**Task to complete:** Rescale the stretch from the line containing "Study the scene above and determine whether any hedge" through the line containing "xmin=71 ymin=241 xmax=164 ymax=254", both ends included: output only those lines, requests and their format samples unchanged, with every bounding-box coordinate in the answers multiplied by 1.4 and rounded to a whole number, halves up.

**Exercise input:**

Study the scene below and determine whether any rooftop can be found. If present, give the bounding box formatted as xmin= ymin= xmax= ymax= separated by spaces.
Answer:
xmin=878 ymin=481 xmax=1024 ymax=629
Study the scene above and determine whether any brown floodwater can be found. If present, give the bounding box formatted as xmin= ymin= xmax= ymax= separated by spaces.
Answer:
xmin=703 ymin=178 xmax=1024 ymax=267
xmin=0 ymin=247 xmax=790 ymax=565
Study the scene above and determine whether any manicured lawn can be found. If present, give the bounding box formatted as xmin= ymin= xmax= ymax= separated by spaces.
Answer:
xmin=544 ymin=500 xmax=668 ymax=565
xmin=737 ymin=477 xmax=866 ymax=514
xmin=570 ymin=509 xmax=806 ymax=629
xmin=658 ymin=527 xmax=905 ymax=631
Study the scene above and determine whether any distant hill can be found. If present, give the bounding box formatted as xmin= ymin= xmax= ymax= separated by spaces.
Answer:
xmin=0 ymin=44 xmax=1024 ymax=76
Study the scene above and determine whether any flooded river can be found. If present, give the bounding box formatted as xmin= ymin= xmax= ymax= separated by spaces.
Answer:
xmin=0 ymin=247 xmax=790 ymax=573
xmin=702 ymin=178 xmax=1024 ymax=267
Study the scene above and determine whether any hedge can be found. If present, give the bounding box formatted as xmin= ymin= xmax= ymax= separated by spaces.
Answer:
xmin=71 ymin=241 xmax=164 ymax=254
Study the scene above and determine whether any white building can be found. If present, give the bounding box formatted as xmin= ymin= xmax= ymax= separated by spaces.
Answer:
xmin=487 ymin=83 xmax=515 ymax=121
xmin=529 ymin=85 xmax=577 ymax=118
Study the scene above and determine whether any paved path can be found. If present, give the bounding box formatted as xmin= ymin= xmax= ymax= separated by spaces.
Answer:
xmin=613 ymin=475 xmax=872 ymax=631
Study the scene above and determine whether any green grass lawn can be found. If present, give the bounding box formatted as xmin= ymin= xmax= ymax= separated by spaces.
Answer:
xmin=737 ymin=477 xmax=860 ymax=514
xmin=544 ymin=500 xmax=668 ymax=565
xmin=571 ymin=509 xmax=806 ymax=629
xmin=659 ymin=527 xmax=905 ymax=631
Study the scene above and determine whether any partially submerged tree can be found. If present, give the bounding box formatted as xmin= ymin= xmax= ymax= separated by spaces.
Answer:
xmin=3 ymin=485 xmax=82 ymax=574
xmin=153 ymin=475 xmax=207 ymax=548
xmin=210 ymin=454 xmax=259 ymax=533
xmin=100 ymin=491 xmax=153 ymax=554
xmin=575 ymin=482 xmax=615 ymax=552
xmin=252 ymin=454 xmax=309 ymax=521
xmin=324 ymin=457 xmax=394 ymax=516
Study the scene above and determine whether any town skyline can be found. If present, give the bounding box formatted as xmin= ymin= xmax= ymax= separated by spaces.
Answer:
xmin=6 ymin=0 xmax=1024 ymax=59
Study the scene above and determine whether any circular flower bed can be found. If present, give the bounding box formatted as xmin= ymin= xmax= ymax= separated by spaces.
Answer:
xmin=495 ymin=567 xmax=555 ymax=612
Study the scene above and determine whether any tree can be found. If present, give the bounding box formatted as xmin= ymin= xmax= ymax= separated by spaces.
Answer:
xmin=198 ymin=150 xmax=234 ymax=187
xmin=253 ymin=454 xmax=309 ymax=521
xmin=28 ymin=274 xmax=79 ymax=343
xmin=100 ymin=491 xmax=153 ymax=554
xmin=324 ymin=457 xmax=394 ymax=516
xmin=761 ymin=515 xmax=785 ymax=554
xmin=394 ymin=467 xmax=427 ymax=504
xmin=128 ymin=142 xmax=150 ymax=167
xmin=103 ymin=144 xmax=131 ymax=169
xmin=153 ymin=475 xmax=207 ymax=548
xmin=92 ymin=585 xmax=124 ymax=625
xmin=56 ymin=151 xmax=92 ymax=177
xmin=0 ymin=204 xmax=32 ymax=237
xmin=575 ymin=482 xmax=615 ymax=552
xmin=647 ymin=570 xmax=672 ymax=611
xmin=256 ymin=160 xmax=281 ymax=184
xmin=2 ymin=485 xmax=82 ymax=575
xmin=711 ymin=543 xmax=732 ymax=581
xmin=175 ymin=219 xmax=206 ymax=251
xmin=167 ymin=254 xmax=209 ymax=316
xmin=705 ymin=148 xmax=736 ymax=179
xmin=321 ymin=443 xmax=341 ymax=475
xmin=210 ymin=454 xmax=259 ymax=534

**Output of the exercise:**
Study the scene above and determine whether any hedge can be found. If present, give the bounding box formatted as xmin= ymin= xmax= ymax= separated by spaces.
Answer:
xmin=99 ymin=337 xmax=230 ymax=356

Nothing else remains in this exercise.